**Objective:** Exactly reproduce the line that contains "task: provide the mask of every instance of the blue sectional" and all lines after it in the entries below, through the very last line.
* START Data in this exercise *
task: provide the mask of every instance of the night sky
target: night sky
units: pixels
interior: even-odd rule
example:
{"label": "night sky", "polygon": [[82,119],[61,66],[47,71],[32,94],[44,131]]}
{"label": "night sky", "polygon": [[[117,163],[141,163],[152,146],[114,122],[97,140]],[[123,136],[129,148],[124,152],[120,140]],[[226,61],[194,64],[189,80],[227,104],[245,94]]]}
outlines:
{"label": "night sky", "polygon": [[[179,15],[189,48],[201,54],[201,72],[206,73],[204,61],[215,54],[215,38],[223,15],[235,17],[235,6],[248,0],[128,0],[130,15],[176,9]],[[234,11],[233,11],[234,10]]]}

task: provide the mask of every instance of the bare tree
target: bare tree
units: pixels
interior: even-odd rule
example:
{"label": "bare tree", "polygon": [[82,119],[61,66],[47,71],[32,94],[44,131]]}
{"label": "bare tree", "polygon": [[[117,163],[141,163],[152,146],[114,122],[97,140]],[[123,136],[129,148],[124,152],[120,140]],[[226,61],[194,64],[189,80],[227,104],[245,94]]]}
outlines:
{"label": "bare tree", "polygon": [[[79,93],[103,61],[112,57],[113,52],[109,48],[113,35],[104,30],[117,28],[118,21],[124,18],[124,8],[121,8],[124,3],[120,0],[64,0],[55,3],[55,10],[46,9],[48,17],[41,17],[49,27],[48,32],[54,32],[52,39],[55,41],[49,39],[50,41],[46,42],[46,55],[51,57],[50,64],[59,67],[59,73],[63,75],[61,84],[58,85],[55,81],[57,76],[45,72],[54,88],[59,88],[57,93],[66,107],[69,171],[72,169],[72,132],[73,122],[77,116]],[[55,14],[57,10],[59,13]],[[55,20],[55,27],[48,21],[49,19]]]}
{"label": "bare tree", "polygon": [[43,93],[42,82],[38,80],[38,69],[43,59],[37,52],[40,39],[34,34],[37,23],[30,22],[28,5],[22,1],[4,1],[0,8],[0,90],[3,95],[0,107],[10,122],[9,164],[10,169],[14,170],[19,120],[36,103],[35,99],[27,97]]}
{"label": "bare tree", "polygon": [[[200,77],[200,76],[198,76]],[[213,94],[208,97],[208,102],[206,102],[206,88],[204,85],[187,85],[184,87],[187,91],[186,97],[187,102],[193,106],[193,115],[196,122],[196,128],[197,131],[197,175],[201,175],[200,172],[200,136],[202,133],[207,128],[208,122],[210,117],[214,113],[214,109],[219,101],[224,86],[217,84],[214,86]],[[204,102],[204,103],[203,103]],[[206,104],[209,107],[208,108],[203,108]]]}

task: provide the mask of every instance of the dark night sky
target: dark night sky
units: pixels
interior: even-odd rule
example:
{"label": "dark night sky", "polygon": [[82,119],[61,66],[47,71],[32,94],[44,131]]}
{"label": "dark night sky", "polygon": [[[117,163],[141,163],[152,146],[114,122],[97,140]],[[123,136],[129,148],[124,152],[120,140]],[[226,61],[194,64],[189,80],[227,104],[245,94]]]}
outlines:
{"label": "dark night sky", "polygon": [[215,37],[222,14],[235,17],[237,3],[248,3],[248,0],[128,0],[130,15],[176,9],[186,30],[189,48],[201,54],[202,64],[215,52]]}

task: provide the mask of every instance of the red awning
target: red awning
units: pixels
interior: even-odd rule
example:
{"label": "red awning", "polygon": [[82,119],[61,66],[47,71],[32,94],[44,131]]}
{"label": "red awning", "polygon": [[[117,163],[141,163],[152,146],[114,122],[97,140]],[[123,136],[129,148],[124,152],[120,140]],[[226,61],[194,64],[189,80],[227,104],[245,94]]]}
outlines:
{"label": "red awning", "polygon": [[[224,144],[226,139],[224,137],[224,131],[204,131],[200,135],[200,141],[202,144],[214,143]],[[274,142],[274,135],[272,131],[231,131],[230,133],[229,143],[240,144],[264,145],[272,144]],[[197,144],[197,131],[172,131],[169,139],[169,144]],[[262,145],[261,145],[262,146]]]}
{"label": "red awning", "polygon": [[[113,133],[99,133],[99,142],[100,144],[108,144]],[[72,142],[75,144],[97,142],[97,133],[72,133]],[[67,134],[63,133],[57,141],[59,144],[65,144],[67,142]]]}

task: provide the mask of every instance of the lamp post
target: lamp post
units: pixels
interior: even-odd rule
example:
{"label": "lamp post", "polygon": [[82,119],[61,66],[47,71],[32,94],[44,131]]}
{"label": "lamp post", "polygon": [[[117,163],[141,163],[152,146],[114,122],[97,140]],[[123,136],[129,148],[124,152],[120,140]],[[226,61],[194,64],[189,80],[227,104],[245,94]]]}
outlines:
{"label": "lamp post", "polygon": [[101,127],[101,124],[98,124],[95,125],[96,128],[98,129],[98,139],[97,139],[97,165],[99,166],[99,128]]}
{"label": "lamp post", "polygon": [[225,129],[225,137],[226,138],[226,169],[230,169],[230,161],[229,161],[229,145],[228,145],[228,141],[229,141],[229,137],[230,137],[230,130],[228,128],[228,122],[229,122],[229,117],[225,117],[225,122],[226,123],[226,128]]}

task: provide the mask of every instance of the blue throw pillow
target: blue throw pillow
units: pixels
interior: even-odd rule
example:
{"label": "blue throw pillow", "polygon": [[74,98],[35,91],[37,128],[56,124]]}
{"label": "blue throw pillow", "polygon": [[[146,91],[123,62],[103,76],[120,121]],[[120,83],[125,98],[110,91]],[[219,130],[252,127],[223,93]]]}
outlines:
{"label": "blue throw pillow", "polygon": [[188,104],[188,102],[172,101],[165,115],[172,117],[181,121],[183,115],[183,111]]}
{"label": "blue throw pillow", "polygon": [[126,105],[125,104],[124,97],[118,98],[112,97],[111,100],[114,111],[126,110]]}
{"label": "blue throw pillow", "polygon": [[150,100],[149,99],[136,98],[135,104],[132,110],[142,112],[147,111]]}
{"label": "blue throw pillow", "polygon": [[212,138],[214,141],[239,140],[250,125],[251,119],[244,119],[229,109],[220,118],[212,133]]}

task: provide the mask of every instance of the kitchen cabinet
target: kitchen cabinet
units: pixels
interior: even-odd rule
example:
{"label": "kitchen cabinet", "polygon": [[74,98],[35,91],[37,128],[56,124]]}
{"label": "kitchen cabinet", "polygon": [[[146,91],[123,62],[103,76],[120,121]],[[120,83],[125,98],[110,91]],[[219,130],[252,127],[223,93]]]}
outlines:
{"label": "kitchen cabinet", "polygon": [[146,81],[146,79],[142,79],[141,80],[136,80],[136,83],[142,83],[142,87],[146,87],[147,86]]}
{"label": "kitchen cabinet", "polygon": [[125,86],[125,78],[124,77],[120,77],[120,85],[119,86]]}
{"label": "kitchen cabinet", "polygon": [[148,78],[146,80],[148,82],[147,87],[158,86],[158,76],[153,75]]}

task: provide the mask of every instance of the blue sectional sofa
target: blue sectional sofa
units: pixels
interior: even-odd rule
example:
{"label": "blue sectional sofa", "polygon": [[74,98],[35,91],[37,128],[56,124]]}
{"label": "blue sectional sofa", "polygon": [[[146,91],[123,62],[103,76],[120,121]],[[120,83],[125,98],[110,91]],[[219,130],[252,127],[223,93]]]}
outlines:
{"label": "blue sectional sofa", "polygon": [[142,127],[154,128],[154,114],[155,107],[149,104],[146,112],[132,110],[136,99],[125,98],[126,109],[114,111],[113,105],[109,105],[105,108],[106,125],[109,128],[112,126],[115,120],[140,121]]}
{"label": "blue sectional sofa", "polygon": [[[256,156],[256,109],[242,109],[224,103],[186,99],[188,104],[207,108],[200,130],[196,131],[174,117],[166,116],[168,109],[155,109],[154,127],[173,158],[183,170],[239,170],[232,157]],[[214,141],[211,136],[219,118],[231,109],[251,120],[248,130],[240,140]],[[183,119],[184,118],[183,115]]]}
* END Data in this exercise *
**Result of this task:**
task: provide the mask of every instance of the blue sectional sofa
target: blue sectional sofa
units: pixels
interior: even-odd rule
example:
{"label": "blue sectional sofa", "polygon": [[74,98],[35,91],[37,128],[56,124]]}
{"label": "blue sectional sofa", "polygon": [[[146,91],[123,62],[103,76],[120,121]],[[120,83],[125,98],[110,91]],[[219,130],[252,127],[223,93]]]}
outlines:
{"label": "blue sectional sofa", "polygon": [[142,127],[154,128],[154,114],[155,107],[149,104],[146,112],[132,110],[136,99],[125,98],[126,109],[114,111],[113,105],[109,105],[105,108],[106,125],[109,128],[112,126],[115,120],[140,121]]}
{"label": "blue sectional sofa", "polygon": [[[256,156],[256,109],[242,109],[224,103],[186,99],[188,104],[207,108],[200,130],[196,131],[174,117],[166,116],[168,109],[155,109],[154,127],[173,158],[183,170],[239,170],[232,157]],[[214,141],[211,136],[219,118],[231,109],[251,120],[248,130],[240,140]],[[183,119],[184,118],[183,115]]]}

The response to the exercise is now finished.